**PROMPT A:**
Answer these questions using the article on Louisiana teacher evaluations:
(i) Which school is Norma Church the principal of?
(ii) Under the new review system, how many years in a row must a teacher be rated ineffective before they can be fired?
(iii) What portion of a teacher's evaluation will be tied to the growth of student achievement starting this school year?
**PROMPT B:** Name every school mentioned by name in the article on Louisiana teacher evaluations.

**SOURCE EXTRACT:**
# # # #
Teachers: Reviews threaten their jobs

Educators at top schools fear new reviews will cost their jobs

An increasing number of educators say Louisiana’s new evaluations make it more likely that teachers at high-achieving public schools will get poor reviews, which would threaten their job security.

“You are looking at trouble,” said Norma Church, principal of Westdale Heights Academic Magnet School in Baton Rouge, one of the top-rated schools in the state.

But state Superintendent of Education John White said data show the concerns are mostly misplaced and that teachers in the state’s best schools are better positioned to get good reviews than most of their colleagues.

“And I have the statistics that show that,” White said.

The issue surfaced initially earlier this month when a state lawmaker said that South Highlands Elementary Magnet School, the highest-rated elementary school in the state, was seeing teachers rated as “ineffective” even though students scored among the highest in Louisiana.

The problem, they said, is that even high-scoring students whose results drop from the previous year can result in a teacher being rated as ineffective, which they said showed up in trial runs for the new job evaluations.

Under the new review system, teachers rated as ineffective for two years in a row can be fired.

White contends South Highlands is an isolated case.

However, teachers and leaders at Westdale, the LSU Laboratory School and two others in Shreveport said they are seeing problems similar to those at South Highlands.

The change, which stems from a 2010 law, is supposed to improve student achievement through more rigorous teacher reviews.

Critics call the new system unreliable.

Under the change, half of a teacher’s evaluation starting this school year will be linked to the growth of student achievement, which insiders call value added, rather than by relying largely on classroom observations.

Students who show gains based on state models, regardless of where they started, generally mean their teachers will get satisfactory ratings.

But Church said it is hard for teachers at high-performing schools to produce that growth, especially when students have scored well in previous school years.

She said she is especially concerned about her fifth-grade teachers, which is one year after students take the all-important LEAP test where passage is required for promotion.

Fifth-graders are not required to pass a standardized test to move to the next grade.

“It is harder for them to get that momentum going,” Church said of fifth-graders, which can mean lower test scores and lower ratings for the teachers.
# # # #
**DATA EXCERPT:**
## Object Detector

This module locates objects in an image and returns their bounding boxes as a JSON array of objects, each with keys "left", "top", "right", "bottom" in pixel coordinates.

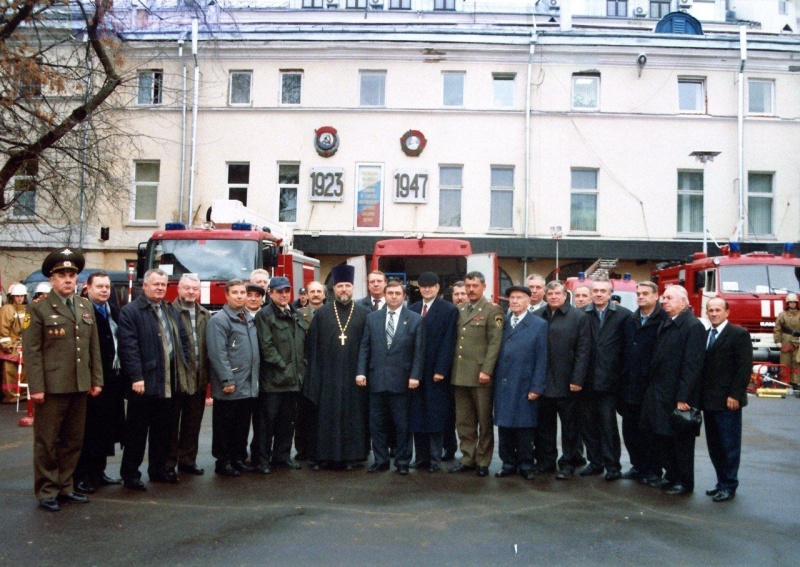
# # # #
**WORKED ANSWER A:**
(i) Westdale Heights Academic Magnet School in Baton Rouge
(ii) Two years
(iii) Half

**WORKED ANSWER B:**
Westdale Heights Academic Magnet School
South Highlands Elementary Magnet School
LSU Laboratory School